## WORK INSTRUCTIONS:
In the passage about the murder case, where had retired detective David Sacks kept a full copy of the case file?

## PASSAGE:
_ _ _

Russell would give a similar testimony.
Both Vince and Russell would go on to claim that they had tried to alert the authorities on both sides of the Atlantic over the years but were told no file could be found in England recording Chris and Peta’s murders. Alerted by Penny, GMP looked for but could find no trace of its file on the case.
Then a breakthrough: they contacted a long retired detective who had been involved in the case, David Sacks, to ask him what he could recall.
Yes, he did remember the case and, amazingly, he had kept a full copy of the file in his garden shed.
Some 38 years after their killings, Sacramento Police finally tracked down Boston in December, 2016, and he was charged with the murders of Christopher and Peta.
Penny and her family pleaded with the court to hasten proceedings, as Audrey wanted to see justice done before she died.
The family was even willing to forego an entitlement to seek the death penalty upon conviction in an effort to speed matters up.
But still Boston managed to conclude matters on his own terms. With deteriorating health because of years of alcohol abuse and with just three weeks before Penny and Audrew were due to attend a pre-trial hearing, Boston died in jail, aged 76.
He had been on dialysis but he is said to have ordered medics to withdraw treatment.

_ _ _

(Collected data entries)
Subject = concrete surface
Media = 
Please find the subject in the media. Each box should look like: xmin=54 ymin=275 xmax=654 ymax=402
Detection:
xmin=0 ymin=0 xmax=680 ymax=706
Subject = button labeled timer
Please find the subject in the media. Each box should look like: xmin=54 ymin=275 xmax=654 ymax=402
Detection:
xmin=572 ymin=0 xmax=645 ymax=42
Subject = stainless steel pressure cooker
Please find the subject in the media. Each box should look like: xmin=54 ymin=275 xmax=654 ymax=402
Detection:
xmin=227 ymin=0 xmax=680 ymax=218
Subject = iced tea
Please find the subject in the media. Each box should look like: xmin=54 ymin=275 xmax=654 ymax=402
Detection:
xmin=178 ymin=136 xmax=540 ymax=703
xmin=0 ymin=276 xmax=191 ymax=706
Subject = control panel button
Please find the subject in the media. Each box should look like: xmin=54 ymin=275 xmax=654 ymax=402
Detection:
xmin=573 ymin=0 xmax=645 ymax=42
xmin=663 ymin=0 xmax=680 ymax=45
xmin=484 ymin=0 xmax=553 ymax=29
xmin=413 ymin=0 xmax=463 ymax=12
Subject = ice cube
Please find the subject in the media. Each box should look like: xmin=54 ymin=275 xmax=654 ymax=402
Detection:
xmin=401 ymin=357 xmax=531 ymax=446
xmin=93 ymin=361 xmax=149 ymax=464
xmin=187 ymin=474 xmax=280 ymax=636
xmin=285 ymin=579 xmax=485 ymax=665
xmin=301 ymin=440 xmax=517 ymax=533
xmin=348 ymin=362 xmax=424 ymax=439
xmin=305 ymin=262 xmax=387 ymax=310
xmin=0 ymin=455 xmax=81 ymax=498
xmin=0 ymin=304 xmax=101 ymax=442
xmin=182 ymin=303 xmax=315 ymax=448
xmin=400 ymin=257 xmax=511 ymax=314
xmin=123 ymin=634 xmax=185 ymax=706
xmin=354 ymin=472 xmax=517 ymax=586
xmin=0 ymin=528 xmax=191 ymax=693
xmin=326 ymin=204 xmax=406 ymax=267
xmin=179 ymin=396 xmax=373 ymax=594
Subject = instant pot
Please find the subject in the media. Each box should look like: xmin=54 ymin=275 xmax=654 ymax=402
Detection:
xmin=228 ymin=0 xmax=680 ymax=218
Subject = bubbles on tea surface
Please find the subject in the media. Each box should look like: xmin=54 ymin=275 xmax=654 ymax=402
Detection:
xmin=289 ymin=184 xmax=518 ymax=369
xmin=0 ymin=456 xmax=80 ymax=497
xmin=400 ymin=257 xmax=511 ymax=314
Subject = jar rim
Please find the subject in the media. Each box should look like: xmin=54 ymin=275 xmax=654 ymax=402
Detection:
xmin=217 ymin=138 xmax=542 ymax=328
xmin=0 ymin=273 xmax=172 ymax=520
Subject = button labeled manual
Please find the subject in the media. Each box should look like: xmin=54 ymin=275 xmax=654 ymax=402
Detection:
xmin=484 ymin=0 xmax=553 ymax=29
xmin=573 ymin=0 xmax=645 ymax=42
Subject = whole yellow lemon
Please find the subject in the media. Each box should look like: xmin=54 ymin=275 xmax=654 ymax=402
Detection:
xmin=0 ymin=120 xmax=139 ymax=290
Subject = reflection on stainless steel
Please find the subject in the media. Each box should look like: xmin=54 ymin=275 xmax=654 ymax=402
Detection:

_ _ _

## TASK RESULT:
In his garden shed.